> [Reading text]:
-.-.-

Chicago Sun-Times (Sunday)

Haki Madhubuti: Honored worldwide — except in his home state of Illinois

- MARY MITCHELL mmitchell@suntimes.com | @MaryMitche­llCST

Most voices are seasonal.

We hear them for a generation, then they fade into the wind. That’s not the case with Haki R. Madhubuti.

Known as Don L. Lee in his youth, some might remember him as a tall, skinny, highyellow brother who peddled his poems on the same South Side streets where brothers sling drugs.

Many more will remember him as the dashiki-clad poet whose poems helped give birth to the Black Arts Movement, a cultural revolution that turned the South Side into a mecca for Black writers and artists in the 1960s.

If it was happening to Black people, Madhubuti spoke on it.

‘Assassinat­ion’

it was wild. the bullet hit high. (the throat-neck) & from everywhere: the motel, from under bushes and cars, from around corners and across streets, out of garbage cans and from rat holes in the earth they came running toward the king — all of them fast and sure — as if the King was going to fire back. they came running, fast and sure, in the wrong direction.

His poems became more than hashtags and slogans. Madhubuti turned Black thought into Third-World Press, the largest and oldest Black-owned publishing company in the country.

His poems became the Institute of Positive Education, New Concept School, Betty Shabazz Internatio­nal Charter School and the Barbara A. Sizemore Academy, all schools and cultural institutio­ns he founded or co-founded.

-.-.-

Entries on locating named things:
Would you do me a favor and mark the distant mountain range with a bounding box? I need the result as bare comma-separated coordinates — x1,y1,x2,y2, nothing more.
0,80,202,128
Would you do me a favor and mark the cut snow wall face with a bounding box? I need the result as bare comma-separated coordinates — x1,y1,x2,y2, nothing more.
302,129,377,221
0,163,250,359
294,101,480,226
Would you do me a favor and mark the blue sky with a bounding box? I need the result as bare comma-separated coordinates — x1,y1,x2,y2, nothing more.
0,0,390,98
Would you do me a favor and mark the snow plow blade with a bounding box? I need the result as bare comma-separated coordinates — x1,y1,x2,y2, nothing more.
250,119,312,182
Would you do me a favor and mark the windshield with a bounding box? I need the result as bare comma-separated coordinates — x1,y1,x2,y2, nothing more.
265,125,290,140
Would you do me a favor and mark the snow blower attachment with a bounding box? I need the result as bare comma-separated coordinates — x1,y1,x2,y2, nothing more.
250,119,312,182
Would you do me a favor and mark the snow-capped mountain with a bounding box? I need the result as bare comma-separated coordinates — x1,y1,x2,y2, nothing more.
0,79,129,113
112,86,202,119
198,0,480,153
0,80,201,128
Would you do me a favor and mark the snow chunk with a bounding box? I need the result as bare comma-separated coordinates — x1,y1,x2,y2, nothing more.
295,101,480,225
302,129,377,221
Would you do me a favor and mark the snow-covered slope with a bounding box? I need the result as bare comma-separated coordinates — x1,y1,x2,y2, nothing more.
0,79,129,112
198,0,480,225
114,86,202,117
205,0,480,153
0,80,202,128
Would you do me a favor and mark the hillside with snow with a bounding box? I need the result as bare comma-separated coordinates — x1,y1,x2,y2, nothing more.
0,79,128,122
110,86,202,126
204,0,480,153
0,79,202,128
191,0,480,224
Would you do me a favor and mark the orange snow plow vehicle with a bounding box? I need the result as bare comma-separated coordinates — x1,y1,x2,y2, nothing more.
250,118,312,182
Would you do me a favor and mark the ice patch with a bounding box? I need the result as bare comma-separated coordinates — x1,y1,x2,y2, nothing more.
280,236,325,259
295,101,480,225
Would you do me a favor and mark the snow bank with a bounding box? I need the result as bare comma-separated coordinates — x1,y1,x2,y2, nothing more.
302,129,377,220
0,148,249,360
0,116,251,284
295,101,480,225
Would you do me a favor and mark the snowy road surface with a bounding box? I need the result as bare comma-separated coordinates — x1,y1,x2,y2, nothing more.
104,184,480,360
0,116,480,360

-.-.-

> [What the exercise asks]:
In the column on Haki Madhubuti above, retype the passage from "His poems became more" up to and including "founded or co-founded.".

> [Task answer]:
His poems became more than hashtags and slogans. Madhubuti turned Black thought into Third-World Press, the largest and oldest Black-owned publishing company in the country.

His poems became the Institute of Positive Education, New Concept School, Betty Shabazz Internatio­nal Charter School and the Barbara A. Sizemore Academy, all schools and cultural institutio­ns he founded or co-founded.